→ TASK TO COMPLETE
What is needed is an exact copy of the lines in the listing below, from the one with "rock using the picture below." up to and including the one with "Target: oval white rock", with no other lines.

→ RECORD EXCERPTS
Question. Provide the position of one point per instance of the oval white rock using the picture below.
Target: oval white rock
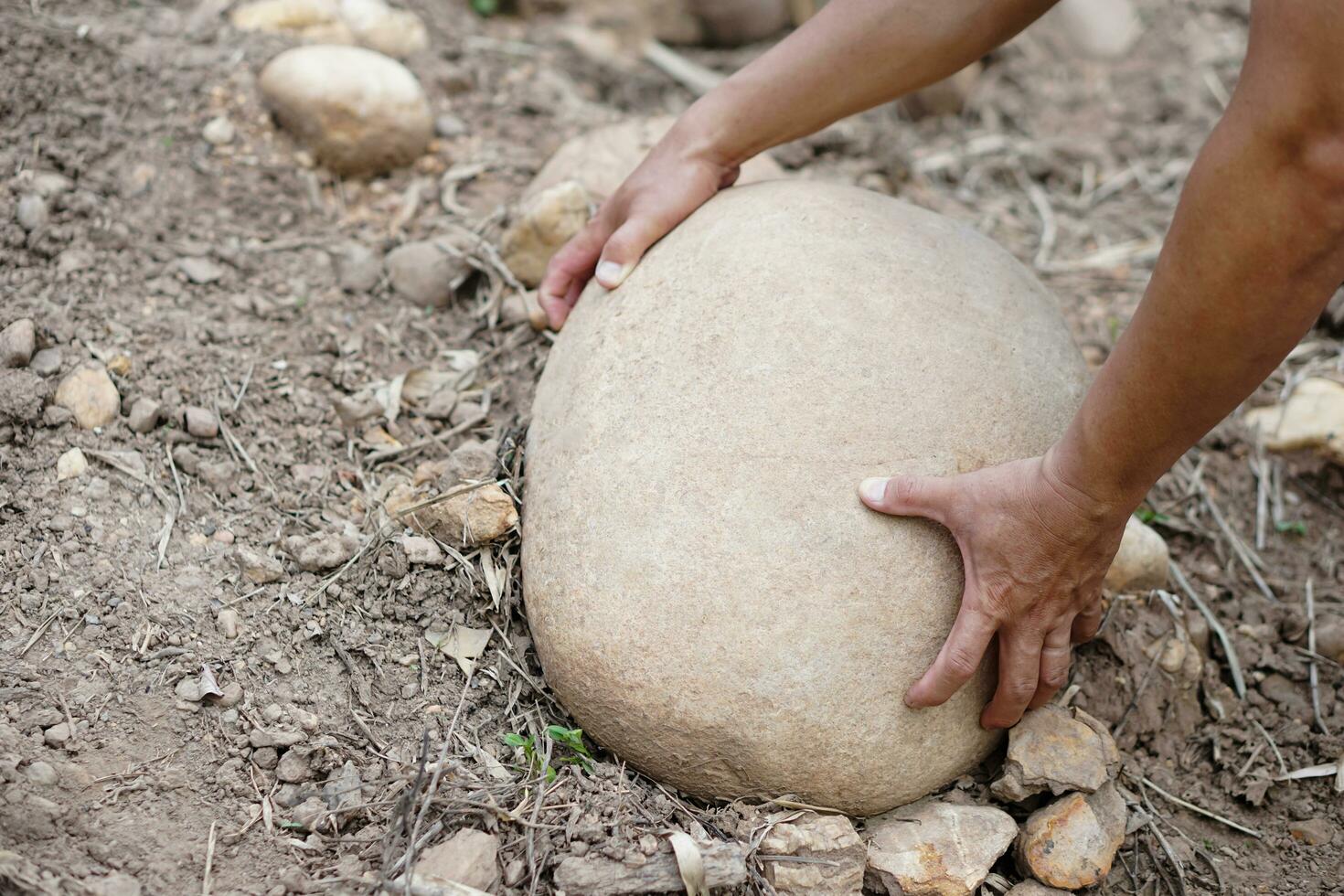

--

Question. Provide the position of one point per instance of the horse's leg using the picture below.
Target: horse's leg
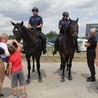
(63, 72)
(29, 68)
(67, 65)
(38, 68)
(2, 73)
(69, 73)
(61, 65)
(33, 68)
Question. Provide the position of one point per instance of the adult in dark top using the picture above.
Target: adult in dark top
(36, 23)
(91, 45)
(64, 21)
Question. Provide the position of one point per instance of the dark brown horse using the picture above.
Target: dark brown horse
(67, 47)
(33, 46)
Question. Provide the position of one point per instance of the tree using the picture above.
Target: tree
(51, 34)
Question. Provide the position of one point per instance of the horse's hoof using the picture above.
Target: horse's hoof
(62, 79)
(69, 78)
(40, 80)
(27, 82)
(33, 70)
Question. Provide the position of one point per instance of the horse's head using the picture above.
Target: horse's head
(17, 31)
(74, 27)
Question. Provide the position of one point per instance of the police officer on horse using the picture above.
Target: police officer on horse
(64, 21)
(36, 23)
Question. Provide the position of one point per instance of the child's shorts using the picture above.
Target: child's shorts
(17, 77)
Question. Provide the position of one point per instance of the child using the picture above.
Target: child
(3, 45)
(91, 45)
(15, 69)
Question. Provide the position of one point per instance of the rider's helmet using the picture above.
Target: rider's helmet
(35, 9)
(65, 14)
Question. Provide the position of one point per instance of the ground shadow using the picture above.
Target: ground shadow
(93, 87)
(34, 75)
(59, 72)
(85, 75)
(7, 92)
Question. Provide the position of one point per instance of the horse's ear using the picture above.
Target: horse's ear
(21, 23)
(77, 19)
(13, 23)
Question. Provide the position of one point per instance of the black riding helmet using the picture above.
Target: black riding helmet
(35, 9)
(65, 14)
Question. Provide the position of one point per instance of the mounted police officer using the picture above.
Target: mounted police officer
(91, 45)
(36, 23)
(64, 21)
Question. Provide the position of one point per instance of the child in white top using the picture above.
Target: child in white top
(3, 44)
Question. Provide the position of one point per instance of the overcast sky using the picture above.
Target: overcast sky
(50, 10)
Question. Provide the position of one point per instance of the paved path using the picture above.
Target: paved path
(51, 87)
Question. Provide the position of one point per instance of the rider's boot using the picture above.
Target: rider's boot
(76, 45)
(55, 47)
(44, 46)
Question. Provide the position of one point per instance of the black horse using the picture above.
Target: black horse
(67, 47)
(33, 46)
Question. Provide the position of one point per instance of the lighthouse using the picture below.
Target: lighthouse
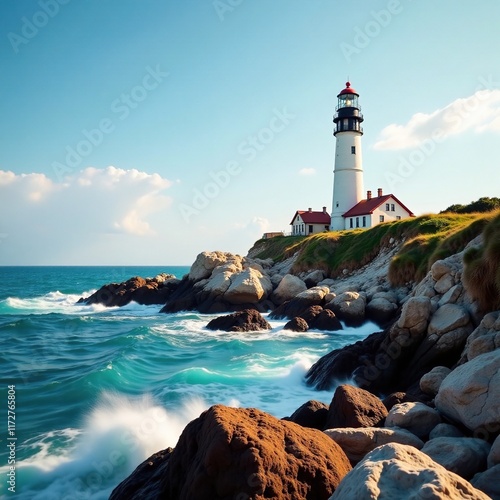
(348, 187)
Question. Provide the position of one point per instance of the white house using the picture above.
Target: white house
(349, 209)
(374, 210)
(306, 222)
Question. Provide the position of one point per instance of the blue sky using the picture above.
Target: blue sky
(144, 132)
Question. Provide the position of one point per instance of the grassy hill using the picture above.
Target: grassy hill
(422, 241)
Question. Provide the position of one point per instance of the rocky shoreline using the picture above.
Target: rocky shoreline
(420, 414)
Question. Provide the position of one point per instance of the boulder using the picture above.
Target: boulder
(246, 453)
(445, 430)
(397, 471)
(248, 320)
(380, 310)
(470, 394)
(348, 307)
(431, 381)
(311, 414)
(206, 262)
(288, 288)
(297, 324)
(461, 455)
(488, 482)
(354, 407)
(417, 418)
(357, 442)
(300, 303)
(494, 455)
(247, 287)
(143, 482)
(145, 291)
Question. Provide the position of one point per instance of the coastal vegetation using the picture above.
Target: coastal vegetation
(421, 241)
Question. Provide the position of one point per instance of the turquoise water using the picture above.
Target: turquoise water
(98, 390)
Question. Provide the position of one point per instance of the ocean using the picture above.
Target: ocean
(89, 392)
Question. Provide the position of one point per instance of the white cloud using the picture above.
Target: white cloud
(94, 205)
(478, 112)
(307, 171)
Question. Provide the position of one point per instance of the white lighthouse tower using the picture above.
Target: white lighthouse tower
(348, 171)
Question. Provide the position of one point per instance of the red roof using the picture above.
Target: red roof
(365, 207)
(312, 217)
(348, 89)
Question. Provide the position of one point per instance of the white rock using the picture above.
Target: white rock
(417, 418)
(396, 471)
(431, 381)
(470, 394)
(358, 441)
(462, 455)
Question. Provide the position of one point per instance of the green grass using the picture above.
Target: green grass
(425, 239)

→ RESULT FOR THIS TASK
Question. Provide the position of one point per instance of the oval white rock using the picture below.
Target: oval white rock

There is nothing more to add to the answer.